▶ _Passage shown_:
Diagnosed in adulthood

[sonja]

Hi everyone

I’m 28 and this week my HFI-diagnosis was confirmed via genetic testing at the University Hospital Zurich. Although I have been suspecting that I might have HFI for about a year now, I’m still amazed by the fact, that such a rare condition is responsible for my whole eating habit I thought to be based solely on my preferences.


I found out, when I saw a nutritionist regarding the prevention of osteoporosis (because it runs in my family), and she suggested that I might have fructose malabsorption – since I don’t eat any sweets/ fruits and very few veggies by choice. She said if I wanted to find out, I could try drinking a glass of apple juice and watch my reaction. Of course, the drinking was a torture and about an hour later I got quite sick, a sickness that I’ve had in the past when I was invited and ate food I didn’t actually like. So, I googled a bit and came across HFI. Since then, it took a year to get the genetic confirmation and on the way I met a gastroenterologist who claimed that I couldn’t have this dis-ease because it gets diagnosed in childhood and I wouldn’t be able to tolerate even slightest amounts of sugar in bread etc.


Anyway, I’m happy that I know now, so I no longer feel bad about eating “unhealthy”. My blood values look fine and next week I’ll have an ultrasound of my liver.


Are there others that have only found out in adulthood that they have HFI? Did you change a lot of your diet when you found out? My doctor said, I wouldn’t have to change anything, since I’m al-ready eating so little fructose and I seem to have a rather high tolerance. But starting to read labels I discovered that I eat a couple of things with a small amount of sugar or sorbitol in it (e.g. also stuff like toothpaste, mouthwash).


I’m very happy that I’ve found this board, it’s great to know that there are others out there with similar experiences and also, it’s a great source of information!

▶ _Material supplied_:
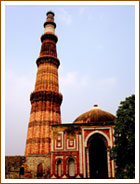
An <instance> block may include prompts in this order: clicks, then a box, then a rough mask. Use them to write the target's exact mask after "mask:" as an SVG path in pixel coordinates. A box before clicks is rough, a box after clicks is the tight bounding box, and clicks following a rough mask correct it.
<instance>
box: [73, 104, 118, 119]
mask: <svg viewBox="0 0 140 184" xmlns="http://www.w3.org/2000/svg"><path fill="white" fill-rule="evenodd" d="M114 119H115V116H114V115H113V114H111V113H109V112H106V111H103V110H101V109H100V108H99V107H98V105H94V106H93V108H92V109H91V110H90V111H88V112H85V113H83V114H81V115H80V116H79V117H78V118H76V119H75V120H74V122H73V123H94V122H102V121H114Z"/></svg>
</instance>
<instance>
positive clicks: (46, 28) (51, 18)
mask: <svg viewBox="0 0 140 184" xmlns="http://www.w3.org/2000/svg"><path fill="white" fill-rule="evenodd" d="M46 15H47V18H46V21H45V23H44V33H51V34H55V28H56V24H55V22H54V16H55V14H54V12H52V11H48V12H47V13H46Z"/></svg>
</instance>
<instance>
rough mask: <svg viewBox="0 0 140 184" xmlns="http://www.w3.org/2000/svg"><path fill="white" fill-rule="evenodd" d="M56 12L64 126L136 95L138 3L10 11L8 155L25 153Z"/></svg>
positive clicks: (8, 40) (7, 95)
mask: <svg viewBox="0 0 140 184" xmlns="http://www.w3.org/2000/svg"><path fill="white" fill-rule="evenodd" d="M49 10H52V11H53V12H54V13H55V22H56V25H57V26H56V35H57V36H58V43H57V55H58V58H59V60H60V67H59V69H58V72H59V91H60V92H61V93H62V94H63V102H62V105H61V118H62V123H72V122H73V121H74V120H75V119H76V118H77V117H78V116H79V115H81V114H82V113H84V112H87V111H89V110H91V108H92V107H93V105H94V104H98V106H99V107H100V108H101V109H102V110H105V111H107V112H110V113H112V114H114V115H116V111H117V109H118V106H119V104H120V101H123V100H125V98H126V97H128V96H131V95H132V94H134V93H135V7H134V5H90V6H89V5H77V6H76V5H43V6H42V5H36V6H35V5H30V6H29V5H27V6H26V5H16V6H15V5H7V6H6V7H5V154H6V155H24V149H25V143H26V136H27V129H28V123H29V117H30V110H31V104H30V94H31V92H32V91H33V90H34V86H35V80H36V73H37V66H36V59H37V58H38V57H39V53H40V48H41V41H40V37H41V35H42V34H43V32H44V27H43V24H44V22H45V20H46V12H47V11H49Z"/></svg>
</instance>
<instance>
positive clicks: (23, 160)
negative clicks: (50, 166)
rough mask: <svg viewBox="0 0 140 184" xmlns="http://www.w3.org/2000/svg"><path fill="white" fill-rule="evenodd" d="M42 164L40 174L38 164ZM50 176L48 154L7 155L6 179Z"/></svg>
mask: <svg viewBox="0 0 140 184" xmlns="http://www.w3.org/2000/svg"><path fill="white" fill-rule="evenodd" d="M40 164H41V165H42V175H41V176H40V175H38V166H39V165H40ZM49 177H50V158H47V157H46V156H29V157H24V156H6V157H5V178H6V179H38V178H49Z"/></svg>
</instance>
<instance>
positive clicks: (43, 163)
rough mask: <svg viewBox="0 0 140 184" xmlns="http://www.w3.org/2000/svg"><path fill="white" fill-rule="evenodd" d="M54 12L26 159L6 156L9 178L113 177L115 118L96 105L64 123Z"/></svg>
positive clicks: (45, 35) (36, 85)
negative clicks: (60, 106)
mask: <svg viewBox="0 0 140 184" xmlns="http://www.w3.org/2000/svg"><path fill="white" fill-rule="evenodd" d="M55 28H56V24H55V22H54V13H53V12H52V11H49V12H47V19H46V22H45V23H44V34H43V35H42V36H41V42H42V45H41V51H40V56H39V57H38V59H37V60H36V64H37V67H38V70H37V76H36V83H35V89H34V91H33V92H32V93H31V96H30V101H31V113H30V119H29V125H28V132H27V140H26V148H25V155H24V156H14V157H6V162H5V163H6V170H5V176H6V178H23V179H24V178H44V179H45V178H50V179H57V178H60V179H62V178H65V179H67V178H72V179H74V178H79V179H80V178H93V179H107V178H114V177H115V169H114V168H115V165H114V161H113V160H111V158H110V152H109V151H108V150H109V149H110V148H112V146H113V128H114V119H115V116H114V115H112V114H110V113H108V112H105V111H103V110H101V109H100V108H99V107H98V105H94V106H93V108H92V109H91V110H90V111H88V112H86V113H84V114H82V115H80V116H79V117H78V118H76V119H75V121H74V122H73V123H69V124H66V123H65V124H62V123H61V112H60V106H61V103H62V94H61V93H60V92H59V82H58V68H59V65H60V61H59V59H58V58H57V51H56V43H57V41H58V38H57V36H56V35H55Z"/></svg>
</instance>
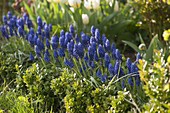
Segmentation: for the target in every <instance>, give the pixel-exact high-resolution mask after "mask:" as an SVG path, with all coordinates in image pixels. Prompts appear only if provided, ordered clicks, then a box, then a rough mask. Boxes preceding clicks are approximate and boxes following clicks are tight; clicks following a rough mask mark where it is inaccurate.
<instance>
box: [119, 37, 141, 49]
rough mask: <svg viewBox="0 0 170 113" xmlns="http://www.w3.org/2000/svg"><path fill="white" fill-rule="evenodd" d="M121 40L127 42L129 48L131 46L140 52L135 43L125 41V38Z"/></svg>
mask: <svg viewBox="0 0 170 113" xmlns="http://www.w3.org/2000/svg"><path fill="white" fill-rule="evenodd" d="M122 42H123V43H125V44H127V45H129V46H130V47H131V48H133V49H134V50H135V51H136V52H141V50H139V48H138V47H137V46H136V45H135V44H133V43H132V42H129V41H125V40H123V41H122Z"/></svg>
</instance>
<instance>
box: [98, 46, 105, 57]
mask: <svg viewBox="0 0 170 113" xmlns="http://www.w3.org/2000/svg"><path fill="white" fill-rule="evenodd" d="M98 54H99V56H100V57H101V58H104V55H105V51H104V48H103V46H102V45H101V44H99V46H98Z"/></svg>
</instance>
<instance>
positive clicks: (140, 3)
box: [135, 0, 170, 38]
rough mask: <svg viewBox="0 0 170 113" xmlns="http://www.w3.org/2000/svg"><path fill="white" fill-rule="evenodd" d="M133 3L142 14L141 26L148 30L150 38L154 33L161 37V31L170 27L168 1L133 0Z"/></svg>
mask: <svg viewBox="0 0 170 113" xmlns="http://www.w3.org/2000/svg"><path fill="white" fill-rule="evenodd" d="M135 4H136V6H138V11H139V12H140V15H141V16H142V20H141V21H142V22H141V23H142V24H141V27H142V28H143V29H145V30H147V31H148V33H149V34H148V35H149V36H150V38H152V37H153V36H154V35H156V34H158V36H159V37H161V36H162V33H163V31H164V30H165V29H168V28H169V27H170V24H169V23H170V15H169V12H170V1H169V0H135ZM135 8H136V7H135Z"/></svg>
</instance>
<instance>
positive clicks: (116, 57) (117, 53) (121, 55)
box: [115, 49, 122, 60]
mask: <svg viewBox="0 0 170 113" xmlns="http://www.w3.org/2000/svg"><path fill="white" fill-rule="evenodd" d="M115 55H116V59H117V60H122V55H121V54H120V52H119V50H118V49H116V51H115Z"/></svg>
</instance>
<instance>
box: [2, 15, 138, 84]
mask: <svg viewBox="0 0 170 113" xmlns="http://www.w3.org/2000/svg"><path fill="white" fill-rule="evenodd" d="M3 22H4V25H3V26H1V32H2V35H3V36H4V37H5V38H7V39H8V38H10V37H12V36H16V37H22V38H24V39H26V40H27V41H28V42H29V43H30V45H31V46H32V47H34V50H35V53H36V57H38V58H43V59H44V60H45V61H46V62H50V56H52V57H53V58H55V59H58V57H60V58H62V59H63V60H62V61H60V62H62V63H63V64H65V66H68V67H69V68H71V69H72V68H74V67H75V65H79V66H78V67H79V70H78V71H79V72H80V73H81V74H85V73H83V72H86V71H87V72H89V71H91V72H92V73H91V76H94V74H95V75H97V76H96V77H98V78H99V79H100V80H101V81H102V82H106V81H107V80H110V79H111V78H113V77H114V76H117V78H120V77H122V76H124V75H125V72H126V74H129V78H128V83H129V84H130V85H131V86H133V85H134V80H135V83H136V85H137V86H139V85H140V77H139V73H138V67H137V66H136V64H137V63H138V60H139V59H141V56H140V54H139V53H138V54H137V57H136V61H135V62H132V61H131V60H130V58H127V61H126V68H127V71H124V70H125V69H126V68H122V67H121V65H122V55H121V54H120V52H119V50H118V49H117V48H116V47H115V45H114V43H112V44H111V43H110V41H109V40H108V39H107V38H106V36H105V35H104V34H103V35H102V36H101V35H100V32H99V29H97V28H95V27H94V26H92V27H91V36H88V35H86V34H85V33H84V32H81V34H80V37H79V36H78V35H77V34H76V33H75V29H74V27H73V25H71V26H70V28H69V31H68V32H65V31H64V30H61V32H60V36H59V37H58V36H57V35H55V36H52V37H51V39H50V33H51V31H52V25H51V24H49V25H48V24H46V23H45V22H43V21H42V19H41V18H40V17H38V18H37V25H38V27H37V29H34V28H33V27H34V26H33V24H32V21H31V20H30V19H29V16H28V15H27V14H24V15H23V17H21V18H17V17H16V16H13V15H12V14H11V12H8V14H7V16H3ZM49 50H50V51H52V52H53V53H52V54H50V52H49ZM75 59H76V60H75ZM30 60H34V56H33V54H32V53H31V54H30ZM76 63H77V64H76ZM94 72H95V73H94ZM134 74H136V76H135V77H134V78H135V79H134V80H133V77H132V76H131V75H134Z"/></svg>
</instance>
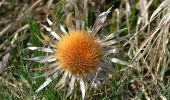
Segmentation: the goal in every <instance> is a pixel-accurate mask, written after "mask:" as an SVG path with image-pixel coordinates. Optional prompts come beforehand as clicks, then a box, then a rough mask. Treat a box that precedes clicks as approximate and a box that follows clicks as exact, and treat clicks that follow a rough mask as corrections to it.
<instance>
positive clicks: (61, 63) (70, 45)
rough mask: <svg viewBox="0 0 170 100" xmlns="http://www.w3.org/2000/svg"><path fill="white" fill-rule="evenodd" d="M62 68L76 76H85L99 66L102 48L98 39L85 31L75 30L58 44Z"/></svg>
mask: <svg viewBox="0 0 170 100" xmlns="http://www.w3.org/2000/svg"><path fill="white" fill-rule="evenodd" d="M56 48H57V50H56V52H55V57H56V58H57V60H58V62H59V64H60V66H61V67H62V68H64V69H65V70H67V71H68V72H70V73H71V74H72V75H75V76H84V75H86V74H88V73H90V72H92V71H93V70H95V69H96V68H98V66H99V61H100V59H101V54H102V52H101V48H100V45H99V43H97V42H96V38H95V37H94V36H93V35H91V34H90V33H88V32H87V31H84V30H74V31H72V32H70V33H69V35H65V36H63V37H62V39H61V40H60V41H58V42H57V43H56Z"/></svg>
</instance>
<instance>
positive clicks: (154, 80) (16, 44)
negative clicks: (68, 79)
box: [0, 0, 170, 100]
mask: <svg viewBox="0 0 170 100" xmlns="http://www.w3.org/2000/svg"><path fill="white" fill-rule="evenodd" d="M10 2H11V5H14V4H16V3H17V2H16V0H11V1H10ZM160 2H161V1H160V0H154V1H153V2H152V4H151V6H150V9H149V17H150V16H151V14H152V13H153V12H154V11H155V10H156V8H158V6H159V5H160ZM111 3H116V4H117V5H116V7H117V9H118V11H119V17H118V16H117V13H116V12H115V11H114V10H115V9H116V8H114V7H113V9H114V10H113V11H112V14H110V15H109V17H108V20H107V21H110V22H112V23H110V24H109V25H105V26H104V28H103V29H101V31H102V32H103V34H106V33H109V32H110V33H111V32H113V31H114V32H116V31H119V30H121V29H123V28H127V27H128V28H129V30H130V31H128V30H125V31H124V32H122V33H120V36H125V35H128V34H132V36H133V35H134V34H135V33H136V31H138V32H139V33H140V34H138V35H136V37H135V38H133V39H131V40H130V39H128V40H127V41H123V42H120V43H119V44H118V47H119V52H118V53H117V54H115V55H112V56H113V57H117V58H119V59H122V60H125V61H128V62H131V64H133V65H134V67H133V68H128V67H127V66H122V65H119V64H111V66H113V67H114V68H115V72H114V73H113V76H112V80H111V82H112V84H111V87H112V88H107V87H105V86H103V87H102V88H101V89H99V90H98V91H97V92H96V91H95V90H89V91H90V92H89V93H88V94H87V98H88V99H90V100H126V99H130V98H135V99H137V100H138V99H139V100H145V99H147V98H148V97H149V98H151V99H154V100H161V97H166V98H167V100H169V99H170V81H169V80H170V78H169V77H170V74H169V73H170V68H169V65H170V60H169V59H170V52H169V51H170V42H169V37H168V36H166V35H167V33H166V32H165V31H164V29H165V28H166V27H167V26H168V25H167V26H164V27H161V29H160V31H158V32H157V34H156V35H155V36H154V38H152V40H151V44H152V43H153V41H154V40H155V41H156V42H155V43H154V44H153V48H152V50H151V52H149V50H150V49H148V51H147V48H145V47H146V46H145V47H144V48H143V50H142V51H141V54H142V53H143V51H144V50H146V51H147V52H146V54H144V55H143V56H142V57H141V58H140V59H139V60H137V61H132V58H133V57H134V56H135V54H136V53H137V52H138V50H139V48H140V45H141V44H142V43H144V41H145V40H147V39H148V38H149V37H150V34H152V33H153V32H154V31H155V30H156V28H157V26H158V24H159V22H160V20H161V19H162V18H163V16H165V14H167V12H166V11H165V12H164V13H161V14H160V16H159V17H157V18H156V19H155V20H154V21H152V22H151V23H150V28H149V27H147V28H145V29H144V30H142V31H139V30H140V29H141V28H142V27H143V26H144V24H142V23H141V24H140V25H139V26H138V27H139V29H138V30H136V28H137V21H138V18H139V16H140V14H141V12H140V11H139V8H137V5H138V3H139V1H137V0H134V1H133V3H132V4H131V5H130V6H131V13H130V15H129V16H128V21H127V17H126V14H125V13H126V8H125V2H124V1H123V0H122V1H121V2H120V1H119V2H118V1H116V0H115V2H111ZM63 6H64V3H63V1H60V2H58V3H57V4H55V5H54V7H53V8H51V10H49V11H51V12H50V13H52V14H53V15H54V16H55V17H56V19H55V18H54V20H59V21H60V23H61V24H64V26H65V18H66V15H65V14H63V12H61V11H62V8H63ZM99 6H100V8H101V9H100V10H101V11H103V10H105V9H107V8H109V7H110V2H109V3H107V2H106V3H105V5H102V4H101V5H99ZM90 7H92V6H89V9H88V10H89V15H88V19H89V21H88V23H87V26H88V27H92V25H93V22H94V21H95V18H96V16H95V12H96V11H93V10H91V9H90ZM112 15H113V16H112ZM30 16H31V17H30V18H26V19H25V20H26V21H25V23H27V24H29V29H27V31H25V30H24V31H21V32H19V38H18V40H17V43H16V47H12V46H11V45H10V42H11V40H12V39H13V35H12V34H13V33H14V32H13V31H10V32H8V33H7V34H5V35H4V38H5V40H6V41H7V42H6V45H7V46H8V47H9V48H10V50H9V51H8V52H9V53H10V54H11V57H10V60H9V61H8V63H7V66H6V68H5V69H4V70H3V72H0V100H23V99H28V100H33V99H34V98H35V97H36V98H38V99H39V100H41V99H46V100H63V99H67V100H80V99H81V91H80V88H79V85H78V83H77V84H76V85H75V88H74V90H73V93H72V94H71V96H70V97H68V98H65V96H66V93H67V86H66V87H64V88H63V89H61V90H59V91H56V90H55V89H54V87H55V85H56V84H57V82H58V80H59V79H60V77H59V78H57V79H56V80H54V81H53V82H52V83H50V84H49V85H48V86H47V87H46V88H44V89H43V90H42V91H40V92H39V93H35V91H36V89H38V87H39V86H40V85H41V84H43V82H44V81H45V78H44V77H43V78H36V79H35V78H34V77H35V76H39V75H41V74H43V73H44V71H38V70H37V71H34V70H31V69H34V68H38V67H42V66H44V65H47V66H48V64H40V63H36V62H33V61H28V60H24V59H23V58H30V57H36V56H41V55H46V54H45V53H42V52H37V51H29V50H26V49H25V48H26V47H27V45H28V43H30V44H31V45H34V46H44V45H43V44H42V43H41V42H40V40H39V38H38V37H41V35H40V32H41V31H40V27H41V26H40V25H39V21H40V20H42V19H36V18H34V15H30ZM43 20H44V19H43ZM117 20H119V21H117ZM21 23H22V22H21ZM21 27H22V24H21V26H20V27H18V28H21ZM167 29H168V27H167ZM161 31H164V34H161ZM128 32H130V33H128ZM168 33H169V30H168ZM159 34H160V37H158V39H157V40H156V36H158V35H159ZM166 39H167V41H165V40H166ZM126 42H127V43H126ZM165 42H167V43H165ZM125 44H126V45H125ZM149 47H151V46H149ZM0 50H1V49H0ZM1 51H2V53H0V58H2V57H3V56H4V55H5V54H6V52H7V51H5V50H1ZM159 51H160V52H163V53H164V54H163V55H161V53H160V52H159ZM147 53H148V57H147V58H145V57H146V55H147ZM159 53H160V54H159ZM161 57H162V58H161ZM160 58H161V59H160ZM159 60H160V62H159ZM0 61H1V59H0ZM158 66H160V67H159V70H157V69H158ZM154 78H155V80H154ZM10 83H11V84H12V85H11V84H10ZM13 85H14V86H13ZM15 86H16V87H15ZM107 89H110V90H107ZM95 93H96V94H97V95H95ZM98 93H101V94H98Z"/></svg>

▶ _Work task 1_:
In the forum post, at which hospital was the HFI diagnosis confirmed through genetic testing?
▶ _Work task 2_:
Echo the forum post between "Hi everyone" and "on my preferences.", inclusive.

▶ _Task response 1_:
The University Hospital Zurich.

▶ _Task response 2_:
Hi everyone

I’m 28 and this week my HFI-diagnosis was confirmed via genetic testing at the University Hospital Zurich. Although I have been suspecting that I might have HFI for about a year now, I’m still amazed by the fact, that such a rare condition is responsible for my whole eating habit I thought to be based solely on my preferences.